**WORK REQUEST:** Recast the part that opens with the line containing "This document contains" and closes with the line containing "box: [518, 389, 566, 411]" as a JSON list of strings, one per line, leaving out blank lines.

(DATA FOR ANALYSIS)

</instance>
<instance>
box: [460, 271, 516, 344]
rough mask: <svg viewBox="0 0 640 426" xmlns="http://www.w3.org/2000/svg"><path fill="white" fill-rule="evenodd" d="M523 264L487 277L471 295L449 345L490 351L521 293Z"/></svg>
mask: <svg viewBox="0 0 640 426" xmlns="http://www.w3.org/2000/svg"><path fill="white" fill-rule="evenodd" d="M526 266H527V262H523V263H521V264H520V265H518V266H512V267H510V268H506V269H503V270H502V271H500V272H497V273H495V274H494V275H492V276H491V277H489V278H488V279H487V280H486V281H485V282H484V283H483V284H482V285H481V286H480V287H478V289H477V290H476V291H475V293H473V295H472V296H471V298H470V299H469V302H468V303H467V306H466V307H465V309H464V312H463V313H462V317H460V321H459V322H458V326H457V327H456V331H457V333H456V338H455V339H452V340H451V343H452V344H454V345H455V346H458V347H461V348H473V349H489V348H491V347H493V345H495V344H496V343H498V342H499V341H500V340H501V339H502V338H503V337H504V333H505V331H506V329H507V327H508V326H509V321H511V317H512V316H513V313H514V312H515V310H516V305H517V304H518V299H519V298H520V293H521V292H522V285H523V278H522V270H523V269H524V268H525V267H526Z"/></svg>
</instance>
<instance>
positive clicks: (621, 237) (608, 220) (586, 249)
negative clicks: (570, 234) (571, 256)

(End DATA FOR ANALYSIS)
(DATA FOR ANALYSIS)

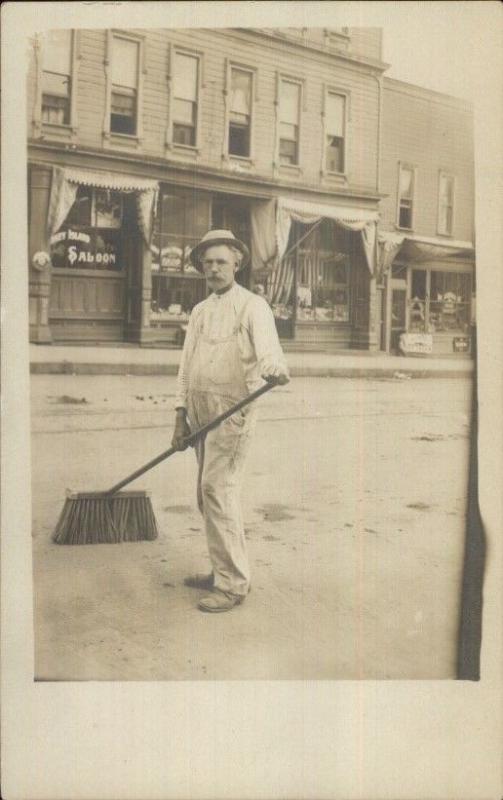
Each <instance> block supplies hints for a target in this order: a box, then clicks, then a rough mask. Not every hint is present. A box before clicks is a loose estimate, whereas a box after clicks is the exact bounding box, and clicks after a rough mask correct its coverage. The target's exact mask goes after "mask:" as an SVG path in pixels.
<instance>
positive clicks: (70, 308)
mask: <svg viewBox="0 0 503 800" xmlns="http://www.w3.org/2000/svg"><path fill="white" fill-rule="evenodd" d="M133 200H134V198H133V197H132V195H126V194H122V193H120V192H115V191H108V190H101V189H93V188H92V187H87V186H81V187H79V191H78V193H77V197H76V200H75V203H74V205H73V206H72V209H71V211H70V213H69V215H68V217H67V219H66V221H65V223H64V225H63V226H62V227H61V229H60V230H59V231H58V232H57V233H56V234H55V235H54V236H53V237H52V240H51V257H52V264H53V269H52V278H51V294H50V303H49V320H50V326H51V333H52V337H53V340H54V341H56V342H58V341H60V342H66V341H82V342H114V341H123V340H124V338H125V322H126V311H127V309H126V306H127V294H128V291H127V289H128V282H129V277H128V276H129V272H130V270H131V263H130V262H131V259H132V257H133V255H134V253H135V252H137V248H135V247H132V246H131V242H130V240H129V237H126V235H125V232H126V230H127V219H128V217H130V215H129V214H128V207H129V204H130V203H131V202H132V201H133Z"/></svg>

(End DATA FOR ANALYSIS)
(DATA FOR ANALYSIS)

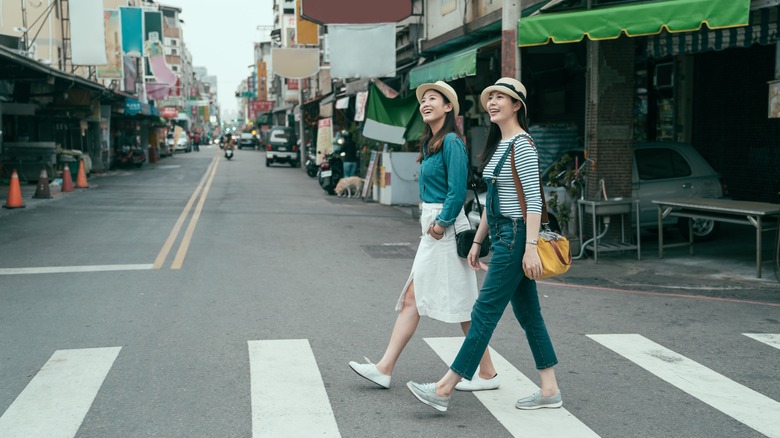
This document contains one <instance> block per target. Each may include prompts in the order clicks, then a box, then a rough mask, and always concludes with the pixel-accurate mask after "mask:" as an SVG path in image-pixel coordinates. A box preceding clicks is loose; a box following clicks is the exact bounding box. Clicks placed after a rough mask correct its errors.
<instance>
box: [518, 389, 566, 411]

(End DATA FOR ANALYSIS)

**WRITTEN ANSWER:**
[
  "This document contains one <instance> block per target. Each may include prompts in the order clicks, then a box, then a rough mask, and always concludes with the pixel-accurate mask after \"mask:\" as an SVG path in image-pixel coordinates. A box preceding clicks is loose; a box following clicks is the exact bounding box. Clicks placed after a rough mask correct its errors.",
  "<instance>",
  "box: [518, 389, 566, 411]"
]